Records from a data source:

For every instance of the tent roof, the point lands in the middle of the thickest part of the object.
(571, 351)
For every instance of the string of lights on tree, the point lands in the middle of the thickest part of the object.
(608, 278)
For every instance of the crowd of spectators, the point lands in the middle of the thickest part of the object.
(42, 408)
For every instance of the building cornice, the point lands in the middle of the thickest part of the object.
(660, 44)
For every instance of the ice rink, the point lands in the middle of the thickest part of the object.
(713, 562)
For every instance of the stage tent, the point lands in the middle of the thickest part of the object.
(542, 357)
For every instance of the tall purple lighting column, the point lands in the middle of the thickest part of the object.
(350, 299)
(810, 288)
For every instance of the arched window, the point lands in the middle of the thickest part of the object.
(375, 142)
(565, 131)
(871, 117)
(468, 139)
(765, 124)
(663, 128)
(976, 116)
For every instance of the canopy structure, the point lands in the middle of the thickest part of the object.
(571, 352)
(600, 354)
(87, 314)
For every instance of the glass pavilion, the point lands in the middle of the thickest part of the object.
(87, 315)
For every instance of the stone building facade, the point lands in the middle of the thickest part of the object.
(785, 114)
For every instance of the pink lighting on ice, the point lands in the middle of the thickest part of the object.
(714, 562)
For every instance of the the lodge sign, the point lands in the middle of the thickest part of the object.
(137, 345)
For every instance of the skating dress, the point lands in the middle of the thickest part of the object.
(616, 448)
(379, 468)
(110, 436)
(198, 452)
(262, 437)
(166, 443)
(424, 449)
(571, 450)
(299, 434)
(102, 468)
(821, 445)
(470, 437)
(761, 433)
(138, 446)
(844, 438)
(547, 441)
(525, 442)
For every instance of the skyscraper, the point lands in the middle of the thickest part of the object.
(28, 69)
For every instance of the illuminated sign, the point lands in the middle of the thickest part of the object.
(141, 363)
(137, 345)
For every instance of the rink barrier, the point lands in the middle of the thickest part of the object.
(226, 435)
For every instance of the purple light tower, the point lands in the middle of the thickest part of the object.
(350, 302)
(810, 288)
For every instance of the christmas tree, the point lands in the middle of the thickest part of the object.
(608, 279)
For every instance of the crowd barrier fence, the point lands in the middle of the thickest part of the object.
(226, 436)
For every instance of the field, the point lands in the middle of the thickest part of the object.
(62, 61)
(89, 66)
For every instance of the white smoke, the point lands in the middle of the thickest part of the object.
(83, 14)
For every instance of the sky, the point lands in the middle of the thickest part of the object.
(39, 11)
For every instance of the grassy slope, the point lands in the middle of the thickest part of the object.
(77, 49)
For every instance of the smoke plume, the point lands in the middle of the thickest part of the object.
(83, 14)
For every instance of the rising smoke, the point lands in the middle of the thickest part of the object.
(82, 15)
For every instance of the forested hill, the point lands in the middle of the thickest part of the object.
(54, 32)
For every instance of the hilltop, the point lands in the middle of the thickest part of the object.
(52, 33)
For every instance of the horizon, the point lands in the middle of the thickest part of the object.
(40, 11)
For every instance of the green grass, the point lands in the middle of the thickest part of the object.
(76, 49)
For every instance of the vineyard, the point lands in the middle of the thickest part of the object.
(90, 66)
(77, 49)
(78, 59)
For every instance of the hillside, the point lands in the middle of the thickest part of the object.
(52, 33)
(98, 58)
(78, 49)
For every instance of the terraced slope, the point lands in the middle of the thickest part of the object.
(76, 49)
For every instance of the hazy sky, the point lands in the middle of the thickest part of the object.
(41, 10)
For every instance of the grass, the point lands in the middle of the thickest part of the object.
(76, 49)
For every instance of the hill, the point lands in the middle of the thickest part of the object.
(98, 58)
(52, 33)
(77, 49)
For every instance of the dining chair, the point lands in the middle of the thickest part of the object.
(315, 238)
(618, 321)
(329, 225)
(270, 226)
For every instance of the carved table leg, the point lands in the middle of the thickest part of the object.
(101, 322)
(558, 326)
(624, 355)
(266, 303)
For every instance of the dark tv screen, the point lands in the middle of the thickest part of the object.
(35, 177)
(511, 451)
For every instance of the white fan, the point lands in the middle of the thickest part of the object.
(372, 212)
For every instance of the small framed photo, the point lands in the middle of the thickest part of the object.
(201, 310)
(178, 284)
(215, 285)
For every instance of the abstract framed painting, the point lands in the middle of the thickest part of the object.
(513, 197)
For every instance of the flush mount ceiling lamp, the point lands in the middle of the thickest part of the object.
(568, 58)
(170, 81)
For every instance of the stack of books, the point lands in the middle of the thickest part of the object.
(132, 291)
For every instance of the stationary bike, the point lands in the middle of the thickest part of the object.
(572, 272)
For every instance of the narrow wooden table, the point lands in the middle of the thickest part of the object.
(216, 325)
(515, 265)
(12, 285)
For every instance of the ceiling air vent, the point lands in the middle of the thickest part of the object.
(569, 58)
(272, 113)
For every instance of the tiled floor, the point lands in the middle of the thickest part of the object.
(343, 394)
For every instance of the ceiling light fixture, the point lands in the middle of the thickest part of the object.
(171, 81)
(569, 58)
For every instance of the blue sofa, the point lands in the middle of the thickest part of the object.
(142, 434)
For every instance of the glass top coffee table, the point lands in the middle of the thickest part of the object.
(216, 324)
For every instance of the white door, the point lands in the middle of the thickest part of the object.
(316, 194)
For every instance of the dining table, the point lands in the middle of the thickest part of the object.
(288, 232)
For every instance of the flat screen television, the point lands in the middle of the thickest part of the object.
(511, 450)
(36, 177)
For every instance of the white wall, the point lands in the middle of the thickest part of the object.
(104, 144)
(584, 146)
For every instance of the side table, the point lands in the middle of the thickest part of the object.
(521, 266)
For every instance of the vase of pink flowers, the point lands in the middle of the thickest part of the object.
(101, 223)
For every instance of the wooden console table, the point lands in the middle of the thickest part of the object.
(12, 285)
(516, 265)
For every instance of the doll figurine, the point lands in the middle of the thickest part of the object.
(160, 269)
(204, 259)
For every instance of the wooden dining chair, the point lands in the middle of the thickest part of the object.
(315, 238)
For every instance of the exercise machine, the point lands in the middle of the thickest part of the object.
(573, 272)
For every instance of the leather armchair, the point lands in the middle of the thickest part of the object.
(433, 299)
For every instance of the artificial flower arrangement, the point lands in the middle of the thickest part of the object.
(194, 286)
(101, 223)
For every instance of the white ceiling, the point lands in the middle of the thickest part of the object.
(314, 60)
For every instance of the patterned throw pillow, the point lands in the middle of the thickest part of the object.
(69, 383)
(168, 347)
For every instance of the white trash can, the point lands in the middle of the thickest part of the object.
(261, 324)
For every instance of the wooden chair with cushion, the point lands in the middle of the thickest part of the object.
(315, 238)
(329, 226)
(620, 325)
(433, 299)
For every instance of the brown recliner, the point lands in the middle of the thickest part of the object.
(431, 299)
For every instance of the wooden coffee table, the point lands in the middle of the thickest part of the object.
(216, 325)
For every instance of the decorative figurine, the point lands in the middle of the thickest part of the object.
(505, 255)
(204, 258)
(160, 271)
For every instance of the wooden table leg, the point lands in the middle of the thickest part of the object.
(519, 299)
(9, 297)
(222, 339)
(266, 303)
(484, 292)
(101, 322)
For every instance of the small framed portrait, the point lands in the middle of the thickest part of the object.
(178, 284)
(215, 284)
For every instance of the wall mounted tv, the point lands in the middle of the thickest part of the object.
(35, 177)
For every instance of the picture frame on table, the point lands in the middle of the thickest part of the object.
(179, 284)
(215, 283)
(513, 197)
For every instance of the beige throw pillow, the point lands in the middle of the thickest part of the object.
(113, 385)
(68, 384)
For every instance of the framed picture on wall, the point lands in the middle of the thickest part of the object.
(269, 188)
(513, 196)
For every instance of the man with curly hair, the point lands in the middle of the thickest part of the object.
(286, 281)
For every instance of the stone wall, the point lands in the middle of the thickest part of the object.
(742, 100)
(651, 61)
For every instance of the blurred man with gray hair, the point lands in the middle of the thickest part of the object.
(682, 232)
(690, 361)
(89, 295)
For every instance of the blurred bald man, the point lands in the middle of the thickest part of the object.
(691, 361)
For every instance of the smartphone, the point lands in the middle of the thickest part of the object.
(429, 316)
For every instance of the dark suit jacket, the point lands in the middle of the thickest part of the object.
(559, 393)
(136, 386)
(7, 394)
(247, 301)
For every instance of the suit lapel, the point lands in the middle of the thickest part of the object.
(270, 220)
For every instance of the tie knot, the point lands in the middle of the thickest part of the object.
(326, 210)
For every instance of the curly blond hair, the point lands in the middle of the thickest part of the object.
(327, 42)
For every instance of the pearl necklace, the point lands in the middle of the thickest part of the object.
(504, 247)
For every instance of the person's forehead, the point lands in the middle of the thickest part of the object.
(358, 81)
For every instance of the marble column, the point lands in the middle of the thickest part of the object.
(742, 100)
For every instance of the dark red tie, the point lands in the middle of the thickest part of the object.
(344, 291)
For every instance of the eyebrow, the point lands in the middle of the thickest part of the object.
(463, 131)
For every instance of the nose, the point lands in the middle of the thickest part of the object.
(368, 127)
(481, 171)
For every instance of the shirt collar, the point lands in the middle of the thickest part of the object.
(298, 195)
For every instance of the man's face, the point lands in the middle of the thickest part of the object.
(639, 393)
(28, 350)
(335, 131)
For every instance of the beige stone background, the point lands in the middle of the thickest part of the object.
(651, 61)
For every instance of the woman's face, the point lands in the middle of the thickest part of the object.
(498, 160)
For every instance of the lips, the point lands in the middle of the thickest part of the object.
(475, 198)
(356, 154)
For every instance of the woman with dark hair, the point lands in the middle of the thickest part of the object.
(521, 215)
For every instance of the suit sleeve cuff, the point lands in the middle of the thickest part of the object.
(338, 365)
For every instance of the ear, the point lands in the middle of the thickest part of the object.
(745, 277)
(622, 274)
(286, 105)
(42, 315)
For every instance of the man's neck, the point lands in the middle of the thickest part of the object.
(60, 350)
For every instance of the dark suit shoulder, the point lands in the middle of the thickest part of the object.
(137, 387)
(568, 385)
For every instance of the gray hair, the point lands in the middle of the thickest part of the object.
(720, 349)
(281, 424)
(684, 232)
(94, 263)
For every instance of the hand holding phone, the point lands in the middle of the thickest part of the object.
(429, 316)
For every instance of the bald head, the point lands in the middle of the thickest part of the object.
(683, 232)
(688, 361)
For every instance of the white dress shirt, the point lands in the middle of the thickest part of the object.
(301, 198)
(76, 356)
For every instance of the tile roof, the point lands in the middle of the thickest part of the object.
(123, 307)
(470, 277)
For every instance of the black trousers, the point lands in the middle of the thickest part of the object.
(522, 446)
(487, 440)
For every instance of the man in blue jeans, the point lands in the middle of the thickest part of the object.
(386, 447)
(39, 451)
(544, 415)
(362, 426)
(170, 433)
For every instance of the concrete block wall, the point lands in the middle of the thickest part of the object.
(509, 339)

* _PROBLEM TO SOLVE_:
Retype only the lines running from the line with "For every instance of the lips, the" to the end of the listing, including both of those lines.

* _COMPLETE RESPONSE_:
For every instance of the lips, the point lands in the middle of the thickest part of the object.
(475, 198)
(356, 154)
For every instance of the woman with dark hair, the point lands in the middle of the thickest part of the object.
(521, 215)
For every instance of the suit sleeve cuff, the point lands in the middle of the thickest part of the object.
(338, 365)
For every instance of the ear, the point lands in the middle of the thickest part of the object.
(745, 277)
(622, 274)
(286, 105)
(42, 315)
For every instance of the man's neck, the point lands in the middle of the thickest part of the object.
(60, 350)
For every instance of the dark suit shoulder, the point lands in the middle of the thickest part of the object.
(137, 387)
(568, 385)
For every instance of the gray hair, the point lands in the middle of the thickest part of the object.
(720, 349)
(281, 424)
(684, 232)
(94, 263)
For every instance of the hand holding phone, the point lands in the middle of the thickest part of the object.
(429, 316)
For every instance of the bald head, the point lands in the middle of the thickest part of the object.
(683, 232)
(688, 361)
For every instance of the white dress shirt, the point lands in the middle of the thickest part of the object.
(301, 198)
(76, 356)
For every instance of the tile roof, the point lands in the middle of the thickest part of the object.
(123, 307)
(470, 277)
For every instance of the black trousers, the point lands in the middle of the thickest part of the object.
(522, 446)
(487, 440)
For every instance of the man in blue jeans, the point lands in the middle of the thickest part of the object.
(386, 447)
(39, 451)
(544, 415)
(362, 426)
(170, 433)
For every instance of the concrete block wall, the point lands in the middle of the thickest part of the object.
(509, 339)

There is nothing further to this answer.